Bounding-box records
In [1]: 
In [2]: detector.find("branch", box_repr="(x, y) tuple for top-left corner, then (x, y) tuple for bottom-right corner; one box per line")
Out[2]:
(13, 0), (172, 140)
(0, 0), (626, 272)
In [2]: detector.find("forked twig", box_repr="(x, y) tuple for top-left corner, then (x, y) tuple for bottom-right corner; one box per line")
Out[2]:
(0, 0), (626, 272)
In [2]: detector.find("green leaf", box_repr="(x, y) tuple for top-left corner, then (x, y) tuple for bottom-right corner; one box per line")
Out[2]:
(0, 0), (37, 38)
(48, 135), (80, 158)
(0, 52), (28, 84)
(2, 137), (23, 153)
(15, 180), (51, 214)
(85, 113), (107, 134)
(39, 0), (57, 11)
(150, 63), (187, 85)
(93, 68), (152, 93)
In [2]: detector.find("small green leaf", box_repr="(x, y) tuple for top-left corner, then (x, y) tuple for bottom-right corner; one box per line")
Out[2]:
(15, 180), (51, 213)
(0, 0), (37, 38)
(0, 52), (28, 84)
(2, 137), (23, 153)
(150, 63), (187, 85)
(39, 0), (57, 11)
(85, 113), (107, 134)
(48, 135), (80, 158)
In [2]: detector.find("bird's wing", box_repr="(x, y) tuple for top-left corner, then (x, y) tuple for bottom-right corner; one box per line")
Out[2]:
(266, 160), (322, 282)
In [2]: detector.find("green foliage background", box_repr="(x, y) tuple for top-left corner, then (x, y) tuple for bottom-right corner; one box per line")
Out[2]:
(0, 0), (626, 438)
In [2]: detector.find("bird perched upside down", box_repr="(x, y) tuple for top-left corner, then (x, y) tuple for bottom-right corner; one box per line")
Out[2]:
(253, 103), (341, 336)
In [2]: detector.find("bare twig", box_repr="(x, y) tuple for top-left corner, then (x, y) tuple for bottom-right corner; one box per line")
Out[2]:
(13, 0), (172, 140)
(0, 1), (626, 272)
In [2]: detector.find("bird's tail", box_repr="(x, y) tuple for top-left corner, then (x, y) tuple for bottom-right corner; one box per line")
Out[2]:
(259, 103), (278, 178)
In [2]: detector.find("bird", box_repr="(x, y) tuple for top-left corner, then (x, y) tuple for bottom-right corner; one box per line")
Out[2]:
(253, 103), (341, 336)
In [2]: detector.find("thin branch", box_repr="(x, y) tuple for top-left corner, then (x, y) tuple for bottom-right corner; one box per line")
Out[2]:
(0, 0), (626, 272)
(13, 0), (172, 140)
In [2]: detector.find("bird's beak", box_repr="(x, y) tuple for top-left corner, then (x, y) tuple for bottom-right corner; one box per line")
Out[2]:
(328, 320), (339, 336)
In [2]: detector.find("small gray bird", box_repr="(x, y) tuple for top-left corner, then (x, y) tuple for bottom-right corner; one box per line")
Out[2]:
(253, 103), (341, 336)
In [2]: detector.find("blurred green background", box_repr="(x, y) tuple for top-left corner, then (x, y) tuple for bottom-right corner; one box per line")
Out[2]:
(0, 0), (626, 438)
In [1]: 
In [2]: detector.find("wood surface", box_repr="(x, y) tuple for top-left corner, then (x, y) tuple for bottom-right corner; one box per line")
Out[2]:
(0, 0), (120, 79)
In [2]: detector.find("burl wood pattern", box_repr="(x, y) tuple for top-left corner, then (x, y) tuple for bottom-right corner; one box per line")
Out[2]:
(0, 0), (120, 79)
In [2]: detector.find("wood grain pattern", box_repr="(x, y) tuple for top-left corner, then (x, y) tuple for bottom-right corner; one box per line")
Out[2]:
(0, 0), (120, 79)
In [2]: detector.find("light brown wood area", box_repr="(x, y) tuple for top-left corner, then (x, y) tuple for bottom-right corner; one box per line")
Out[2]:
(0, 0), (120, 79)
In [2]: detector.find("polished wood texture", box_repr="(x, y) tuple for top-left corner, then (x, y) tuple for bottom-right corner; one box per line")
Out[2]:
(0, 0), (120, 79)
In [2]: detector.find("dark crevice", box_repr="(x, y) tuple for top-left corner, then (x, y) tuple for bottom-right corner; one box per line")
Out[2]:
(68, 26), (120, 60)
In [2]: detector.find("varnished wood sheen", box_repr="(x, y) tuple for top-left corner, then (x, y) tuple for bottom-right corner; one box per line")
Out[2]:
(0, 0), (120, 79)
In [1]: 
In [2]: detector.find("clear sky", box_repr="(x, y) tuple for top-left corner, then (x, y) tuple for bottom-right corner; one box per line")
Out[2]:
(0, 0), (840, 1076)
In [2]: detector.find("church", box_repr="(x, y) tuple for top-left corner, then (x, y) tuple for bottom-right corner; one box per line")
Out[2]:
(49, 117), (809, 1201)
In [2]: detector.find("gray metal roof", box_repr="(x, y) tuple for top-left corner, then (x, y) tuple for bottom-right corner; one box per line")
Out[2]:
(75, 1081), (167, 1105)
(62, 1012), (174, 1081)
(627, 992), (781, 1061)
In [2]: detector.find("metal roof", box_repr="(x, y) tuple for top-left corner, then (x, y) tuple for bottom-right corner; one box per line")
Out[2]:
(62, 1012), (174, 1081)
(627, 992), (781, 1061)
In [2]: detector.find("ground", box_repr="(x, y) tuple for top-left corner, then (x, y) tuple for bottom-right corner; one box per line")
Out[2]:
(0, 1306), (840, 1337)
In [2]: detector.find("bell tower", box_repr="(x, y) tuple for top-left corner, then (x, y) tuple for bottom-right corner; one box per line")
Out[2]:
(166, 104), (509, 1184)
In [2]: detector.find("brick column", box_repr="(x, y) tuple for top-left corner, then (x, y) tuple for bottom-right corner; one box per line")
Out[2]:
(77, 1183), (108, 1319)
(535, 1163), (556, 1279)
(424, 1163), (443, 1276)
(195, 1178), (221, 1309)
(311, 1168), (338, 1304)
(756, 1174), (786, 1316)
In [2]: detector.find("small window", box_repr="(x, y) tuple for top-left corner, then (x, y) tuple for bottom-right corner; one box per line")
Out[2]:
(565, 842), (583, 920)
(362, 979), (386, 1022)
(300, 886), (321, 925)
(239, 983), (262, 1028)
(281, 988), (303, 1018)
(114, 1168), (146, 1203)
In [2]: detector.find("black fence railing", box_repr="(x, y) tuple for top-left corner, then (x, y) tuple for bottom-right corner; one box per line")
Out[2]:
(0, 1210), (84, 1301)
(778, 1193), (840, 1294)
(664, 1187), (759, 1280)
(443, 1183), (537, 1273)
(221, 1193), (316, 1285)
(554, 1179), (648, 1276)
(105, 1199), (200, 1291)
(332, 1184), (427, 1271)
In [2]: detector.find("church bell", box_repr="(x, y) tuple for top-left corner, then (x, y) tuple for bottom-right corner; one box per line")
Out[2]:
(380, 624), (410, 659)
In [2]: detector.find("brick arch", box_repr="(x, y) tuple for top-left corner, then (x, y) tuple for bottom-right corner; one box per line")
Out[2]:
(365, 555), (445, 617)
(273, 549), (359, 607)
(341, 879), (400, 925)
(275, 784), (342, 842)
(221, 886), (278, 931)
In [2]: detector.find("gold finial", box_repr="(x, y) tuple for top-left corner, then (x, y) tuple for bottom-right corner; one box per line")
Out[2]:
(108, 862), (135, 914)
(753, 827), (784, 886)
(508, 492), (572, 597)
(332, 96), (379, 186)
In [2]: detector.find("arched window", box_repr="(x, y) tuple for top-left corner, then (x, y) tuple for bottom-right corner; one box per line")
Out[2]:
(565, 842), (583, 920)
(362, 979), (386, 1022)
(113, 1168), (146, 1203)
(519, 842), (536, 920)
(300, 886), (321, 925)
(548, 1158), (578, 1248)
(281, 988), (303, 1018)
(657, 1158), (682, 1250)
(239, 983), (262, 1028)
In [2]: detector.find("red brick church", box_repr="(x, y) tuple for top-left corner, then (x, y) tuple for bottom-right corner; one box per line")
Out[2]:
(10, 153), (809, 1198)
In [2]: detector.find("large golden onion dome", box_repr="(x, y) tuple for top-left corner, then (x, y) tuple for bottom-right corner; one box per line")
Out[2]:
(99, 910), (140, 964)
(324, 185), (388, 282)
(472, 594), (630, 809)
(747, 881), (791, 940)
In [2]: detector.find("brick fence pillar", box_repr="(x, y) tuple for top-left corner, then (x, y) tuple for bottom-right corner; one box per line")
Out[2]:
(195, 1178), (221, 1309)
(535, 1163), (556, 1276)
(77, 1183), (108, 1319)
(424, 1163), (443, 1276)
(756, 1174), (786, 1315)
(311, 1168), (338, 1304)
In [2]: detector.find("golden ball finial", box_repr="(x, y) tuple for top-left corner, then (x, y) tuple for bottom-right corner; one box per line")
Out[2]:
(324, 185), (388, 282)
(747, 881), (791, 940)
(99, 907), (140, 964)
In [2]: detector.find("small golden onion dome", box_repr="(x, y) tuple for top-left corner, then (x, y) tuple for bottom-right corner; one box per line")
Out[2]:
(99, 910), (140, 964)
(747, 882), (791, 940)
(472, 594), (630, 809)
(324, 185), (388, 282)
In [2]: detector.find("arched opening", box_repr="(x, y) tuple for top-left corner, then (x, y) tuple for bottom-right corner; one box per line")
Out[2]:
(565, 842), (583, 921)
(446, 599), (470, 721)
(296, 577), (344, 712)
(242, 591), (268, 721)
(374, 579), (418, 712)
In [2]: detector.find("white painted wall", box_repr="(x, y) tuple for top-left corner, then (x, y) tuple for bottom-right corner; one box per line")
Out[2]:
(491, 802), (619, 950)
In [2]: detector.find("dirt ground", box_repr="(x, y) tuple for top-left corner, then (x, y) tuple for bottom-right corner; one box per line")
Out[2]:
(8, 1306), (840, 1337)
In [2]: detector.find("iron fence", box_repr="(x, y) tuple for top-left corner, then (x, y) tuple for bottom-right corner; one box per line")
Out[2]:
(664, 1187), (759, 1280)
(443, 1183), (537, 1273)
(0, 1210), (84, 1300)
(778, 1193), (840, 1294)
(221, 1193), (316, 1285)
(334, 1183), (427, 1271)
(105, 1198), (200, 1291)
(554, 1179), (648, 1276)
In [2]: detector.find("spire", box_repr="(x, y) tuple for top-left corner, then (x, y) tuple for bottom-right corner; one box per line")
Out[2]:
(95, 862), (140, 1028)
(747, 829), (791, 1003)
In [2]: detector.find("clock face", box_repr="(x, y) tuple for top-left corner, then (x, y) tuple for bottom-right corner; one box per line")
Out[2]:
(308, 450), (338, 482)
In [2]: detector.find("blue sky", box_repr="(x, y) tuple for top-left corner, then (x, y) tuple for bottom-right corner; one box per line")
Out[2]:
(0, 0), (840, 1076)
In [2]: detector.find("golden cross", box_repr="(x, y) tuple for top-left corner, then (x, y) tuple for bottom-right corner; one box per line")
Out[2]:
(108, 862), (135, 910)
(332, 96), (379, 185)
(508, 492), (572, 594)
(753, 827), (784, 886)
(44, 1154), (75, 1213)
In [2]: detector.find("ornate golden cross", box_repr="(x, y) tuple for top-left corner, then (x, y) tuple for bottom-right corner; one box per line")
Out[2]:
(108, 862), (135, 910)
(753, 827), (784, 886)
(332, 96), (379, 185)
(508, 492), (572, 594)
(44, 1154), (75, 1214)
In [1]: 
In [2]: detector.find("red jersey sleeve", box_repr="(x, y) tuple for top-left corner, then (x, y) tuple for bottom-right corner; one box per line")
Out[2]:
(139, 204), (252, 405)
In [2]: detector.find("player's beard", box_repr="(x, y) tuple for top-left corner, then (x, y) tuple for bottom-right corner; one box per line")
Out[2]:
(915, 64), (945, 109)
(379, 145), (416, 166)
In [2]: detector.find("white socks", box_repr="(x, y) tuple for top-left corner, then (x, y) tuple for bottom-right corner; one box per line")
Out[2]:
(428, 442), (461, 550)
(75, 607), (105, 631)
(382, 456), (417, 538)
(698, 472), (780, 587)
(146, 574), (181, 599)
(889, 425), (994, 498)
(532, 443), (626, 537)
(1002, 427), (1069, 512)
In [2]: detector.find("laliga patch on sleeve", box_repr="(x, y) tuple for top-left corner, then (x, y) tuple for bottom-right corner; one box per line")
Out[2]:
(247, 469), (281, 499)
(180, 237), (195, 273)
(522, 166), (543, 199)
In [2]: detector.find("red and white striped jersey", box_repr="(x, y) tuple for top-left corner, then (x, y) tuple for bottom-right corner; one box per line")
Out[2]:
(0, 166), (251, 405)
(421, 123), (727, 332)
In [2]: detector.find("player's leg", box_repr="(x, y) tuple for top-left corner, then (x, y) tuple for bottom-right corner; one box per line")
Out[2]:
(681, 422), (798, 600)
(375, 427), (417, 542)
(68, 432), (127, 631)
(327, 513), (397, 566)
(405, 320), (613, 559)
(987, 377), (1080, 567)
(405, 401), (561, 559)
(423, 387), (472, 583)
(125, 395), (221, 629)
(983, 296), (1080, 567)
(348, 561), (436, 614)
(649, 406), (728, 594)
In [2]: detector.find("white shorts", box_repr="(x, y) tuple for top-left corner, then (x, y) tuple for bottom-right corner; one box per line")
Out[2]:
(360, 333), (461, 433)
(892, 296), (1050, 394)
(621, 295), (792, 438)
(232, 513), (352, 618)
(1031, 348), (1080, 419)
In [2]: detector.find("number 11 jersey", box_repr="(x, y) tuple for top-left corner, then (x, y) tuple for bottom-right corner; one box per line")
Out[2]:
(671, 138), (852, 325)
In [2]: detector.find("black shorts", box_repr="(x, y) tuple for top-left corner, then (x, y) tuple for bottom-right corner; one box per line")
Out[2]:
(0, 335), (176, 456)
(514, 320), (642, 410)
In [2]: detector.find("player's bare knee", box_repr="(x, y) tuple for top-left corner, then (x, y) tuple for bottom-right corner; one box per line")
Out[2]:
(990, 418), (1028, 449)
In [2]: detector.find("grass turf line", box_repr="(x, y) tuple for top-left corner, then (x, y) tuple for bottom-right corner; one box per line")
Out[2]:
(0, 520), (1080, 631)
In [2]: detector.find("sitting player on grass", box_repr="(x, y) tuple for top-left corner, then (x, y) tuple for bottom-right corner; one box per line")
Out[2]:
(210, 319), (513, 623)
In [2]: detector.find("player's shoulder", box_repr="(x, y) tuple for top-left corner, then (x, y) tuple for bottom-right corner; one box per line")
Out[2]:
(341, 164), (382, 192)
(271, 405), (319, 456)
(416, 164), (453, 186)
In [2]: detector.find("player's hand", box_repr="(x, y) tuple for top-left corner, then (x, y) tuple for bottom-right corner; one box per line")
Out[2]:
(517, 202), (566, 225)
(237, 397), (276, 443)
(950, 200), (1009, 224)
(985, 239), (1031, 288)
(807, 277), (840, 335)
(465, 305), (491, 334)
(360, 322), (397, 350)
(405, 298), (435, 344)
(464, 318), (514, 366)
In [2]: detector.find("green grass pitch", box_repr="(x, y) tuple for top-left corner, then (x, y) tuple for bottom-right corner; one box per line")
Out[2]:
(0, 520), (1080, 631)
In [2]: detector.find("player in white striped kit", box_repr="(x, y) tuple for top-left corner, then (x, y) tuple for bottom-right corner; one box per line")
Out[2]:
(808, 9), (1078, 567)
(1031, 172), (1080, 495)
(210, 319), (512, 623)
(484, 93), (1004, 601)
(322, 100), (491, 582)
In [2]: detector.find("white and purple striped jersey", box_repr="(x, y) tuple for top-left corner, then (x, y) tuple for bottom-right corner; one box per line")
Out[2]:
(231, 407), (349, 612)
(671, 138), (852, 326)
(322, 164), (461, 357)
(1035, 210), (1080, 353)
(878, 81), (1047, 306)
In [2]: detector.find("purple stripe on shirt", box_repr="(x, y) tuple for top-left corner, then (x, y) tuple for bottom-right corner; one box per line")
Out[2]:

| Instructions for the task |
Find each line of the items above that contains the string "grass", and copy those lines. Treat case as significant.

| Exercise output |
In [2]: detector.find("grass turf line", box_repr="(x, y) tuple for top-left corner, then (x, y) tuple for bottom-right corner; one box per line")
In [2]: detector.find("sitting player on grass", box_repr="(x, y) tuple for top-left corner, then (x, y) tuple for bottom-right corner; one box per line")
In [2]: detector.find("green grass pitch", box_repr="(x, y) tuple for top-left corner, then (x, y) tuple for bottom-right corner; one box per line")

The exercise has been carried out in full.